Responde estas preguntas sobre el texto de monsieur Sans-délai y numera las respuestas del mismo modo.
1. ¿Qué les decían en todas partes?
2. ¿Después de cuánto tiempo se restituyó el recomendado a su patria?
3. ¿Qué fue lo único bueno que, según él, había podido hacer?

TEXTO:

'''

Un gesto de monsieur Sans-délai me indicó que no le había gustado el
recuerdo.
--
Vuelva usted mañana--nos decían en todas partes--, porque hoy no se
ve.
--Ponga usted un memorialito para que le den a usted permiso especial.
Era cosa de ver la cara de mi amigo al oír lo del memorialito:
representábasele en la imaginación el informe, y el empeño, y los seis meses,
y... Contentóse con decir: --
Soy [un] extranjero--. ¡Buena recomendación
entre los amables compatriotas míos!
Aturdíase mi amigo cada vez más, y cada vez nos comprendía menos. Días y
días tardamos en ver [a fuerza de esquelas y de
volver] las pocas
rarezas que tenemos guardadas. Finalmente, después de medio año largo, si es
que puede haber un medio año más largo que otro, se restituyó mi recomendado a
su patria maldiciendo de esta tierra, y dándome la razón que yo ya antes me
tenía, y llevando al extranjero noticias excelentes de [las] nuestras
costumbres [de nuestros batuecos]; diciendo, sobre todo, que en seis meses no
había podido hacer otra cosa sino
volver siempre mañana, y que a la
vuelta de tanto
mañana, eternamente futuro, lo mejor, o más bien lo
único que había podido hacer bueno, había sido marcharse.

'''

MATERIAL MOSTRADO:
'''

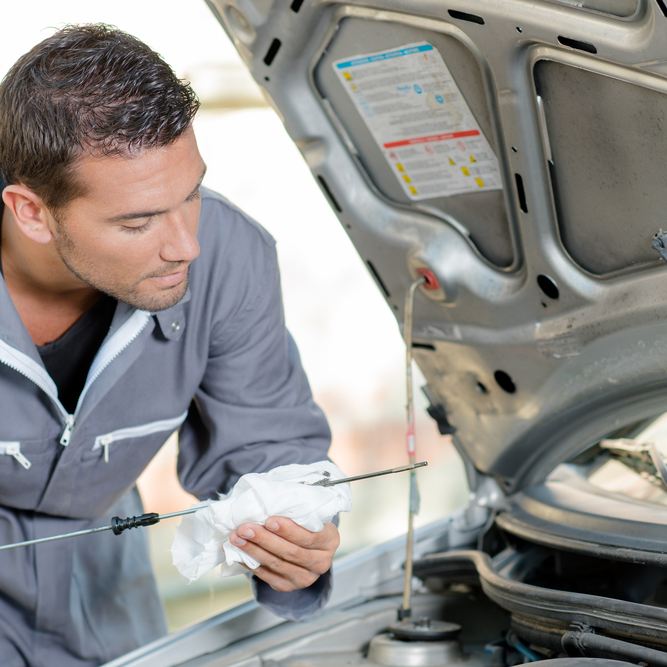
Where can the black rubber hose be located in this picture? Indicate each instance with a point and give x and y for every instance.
(592, 645)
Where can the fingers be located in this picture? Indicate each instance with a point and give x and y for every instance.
(327, 539)
(274, 551)
(290, 556)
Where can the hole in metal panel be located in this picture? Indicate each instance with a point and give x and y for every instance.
(521, 193)
(505, 381)
(272, 52)
(378, 280)
(332, 200)
(423, 346)
(464, 16)
(577, 44)
(548, 286)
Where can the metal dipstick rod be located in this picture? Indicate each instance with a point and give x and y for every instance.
(413, 504)
(119, 524)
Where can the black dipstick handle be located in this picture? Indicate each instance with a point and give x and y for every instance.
(118, 524)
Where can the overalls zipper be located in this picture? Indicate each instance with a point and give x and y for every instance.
(105, 440)
(30, 369)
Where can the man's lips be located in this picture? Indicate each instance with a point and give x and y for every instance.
(171, 279)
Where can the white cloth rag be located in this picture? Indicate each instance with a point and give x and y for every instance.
(202, 539)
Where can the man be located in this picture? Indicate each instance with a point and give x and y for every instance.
(133, 302)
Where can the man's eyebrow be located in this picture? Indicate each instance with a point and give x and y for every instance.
(149, 214)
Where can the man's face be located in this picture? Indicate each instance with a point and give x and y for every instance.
(133, 234)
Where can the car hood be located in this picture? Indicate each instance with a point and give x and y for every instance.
(515, 151)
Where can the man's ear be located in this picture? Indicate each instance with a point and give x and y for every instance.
(29, 211)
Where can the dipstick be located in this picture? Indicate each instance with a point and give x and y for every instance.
(119, 524)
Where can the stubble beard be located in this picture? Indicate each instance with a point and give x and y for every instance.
(80, 268)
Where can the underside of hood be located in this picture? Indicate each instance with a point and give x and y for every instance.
(516, 150)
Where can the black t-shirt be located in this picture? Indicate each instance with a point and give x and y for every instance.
(68, 358)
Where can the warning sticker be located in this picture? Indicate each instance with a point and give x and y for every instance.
(421, 121)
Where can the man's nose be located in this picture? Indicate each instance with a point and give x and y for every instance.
(180, 242)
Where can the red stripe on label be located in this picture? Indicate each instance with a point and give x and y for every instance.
(432, 137)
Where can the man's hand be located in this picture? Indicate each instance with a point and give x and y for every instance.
(290, 556)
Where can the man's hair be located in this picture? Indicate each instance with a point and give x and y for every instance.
(87, 89)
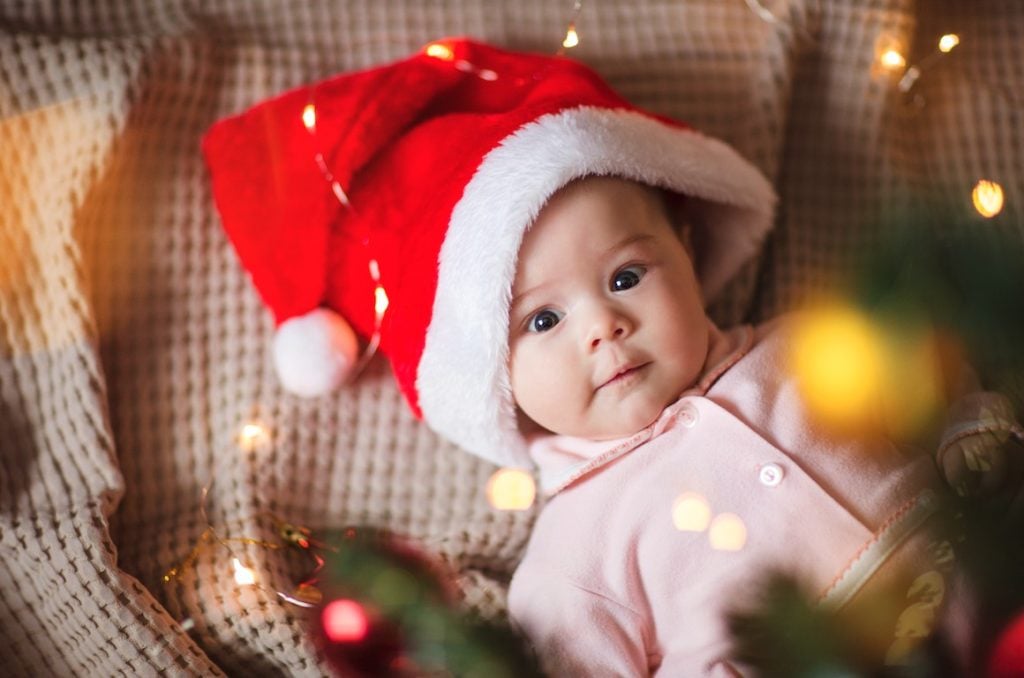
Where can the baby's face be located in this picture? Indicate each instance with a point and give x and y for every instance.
(606, 326)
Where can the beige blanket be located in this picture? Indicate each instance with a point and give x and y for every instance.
(133, 347)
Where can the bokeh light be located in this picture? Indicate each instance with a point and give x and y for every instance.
(947, 42)
(892, 59)
(511, 490)
(243, 576)
(344, 622)
(571, 38)
(252, 434)
(838, 359)
(309, 117)
(690, 512)
(987, 198)
(439, 50)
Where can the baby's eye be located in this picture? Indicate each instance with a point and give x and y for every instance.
(543, 321)
(627, 278)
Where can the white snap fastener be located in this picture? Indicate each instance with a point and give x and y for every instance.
(688, 416)
(771, 475)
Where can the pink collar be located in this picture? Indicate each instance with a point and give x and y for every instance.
(563, 459)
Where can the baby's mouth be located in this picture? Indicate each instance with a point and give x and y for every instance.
(623, 374)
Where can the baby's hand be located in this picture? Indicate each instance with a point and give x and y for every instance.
(980, 446)
(976, 464)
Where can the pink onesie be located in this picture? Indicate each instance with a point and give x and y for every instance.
(610, 587)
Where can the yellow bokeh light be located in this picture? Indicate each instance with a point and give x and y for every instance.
(727, 533)
(947, 42)
(441, 51)
(690, 512)
(309, 116)
(243, 576)
(892, 59)
(838, 358)
(511, 490)
(571, 38)
(987, 198)
(252, 434)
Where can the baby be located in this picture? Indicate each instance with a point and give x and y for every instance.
(487, 218)
(681, 459)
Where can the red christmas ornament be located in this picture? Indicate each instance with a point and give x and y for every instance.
(1007, 660)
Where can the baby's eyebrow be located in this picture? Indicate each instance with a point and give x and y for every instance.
(628, 241)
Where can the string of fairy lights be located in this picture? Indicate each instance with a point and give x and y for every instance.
(509, 489)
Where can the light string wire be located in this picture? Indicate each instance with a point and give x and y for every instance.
(304, 594)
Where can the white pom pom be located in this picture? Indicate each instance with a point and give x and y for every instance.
(314, 352)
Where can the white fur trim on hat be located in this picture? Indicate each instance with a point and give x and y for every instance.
(463, 380)
(313, 353)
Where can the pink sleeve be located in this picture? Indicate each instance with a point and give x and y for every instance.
(577, 632)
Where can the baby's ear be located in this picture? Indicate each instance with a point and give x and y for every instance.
(685, 232)
(527, 425)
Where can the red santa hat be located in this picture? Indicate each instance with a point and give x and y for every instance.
(430, 170)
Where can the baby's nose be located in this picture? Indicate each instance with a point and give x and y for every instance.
(607, 326)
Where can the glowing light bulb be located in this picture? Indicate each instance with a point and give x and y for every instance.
(947, 42)
(309, 117)
(380, 300)
(344, 622)
(987, 198)
(571, 38)
(892, 59)
(441, 51)
(727, 533)
(243, 576)
(690, 512)
(252, 434)
(511, 490)
(838, 357)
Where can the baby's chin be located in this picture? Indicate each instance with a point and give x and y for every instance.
(621, 426)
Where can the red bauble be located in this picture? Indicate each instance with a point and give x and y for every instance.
(1007, 660)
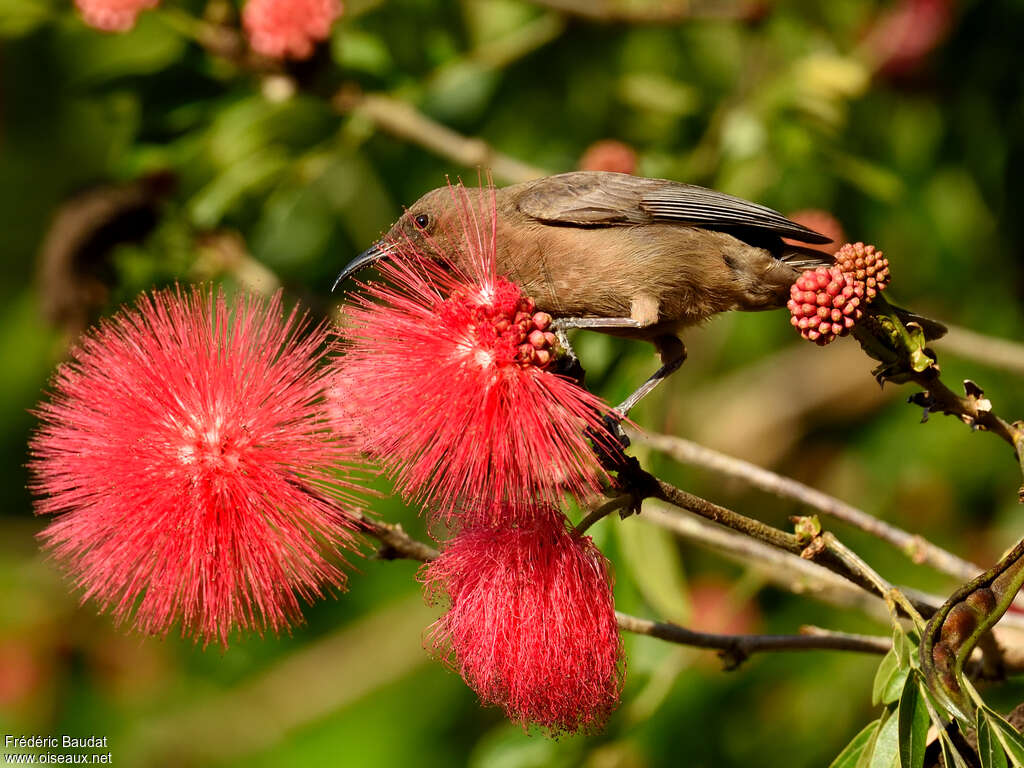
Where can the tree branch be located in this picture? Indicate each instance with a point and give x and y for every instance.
(666, 11)
(914, 546)
(824, 550)
(734, 649)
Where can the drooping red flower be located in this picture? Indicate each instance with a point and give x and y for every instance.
(609, 155)
(453, 385)
(113, 15)
(824, 303)
(185, 453)
(530, 625)
(289, 29)
(903, 35)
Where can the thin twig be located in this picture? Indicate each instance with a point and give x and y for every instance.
(734, 649)
(396, 544)
(857, 564)
(646, 485)
(915, 547)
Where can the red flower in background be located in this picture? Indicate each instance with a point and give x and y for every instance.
(289, 29)
(531, 625)
(456, 398)
(819, 221)
(185, 453)
(113, 15)
(903, 36)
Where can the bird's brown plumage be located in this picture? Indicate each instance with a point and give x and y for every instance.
(608, 245)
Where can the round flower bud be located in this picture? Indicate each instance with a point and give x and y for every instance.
(825, 304)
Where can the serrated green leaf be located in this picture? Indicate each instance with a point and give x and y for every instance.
(913, 722)
(22, 16)
(886, 753)
(865, 756)
(889, 680)
(950, 756)
(652, 560)
(989, 749)
(1012, 741)
(853, 752)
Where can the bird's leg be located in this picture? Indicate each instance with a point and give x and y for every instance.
(673, 353)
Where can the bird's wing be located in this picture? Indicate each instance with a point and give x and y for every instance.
(601, 199)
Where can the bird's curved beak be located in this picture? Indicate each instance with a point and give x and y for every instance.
(376, 252)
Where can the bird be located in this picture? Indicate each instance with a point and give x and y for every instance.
(635, 257)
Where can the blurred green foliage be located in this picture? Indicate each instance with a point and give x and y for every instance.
(264, 180)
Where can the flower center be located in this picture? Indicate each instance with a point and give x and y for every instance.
(498, 326)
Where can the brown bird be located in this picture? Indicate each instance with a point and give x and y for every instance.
(636, 257)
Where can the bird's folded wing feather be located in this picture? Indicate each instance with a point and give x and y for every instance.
(595, 199)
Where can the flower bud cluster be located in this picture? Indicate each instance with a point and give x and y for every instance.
(828, 301)
(825, 304)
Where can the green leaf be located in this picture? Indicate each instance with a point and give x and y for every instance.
(950, 757)
(889, 679)
(854, 751)
(1012, 741)
(886, 753)
(989, 749)
(913, 722)
(650, 556)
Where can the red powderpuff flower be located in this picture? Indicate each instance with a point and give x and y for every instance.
(866, 265)
(184, 450)
(530, 625)
(451, 375)
(902, 37)
(113, 15)
(289, 29)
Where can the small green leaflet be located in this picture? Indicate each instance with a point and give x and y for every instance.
(889, 679)
(913, 722)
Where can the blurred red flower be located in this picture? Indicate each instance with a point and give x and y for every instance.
(113, 15)
(609, 155)
(185, 452)
(530, 625)
(903, 36)
(289, 29)
(454, 394)
(819, 221)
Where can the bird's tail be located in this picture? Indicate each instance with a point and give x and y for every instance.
(933, 329)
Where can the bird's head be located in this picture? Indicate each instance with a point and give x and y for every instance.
(442, 225)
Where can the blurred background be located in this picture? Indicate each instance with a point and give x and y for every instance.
(170, 154)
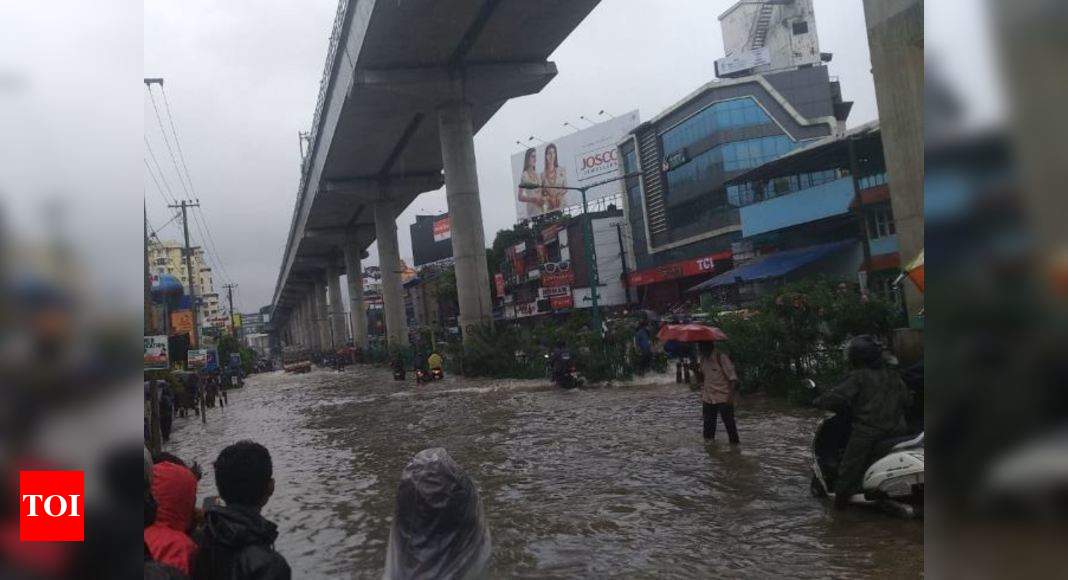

'''

RESPUESTA CORRECTA:
1. Les decían que volvieran mañana, porque hoy no se ve.
2. Después de medio año largo.
3. Marcharse.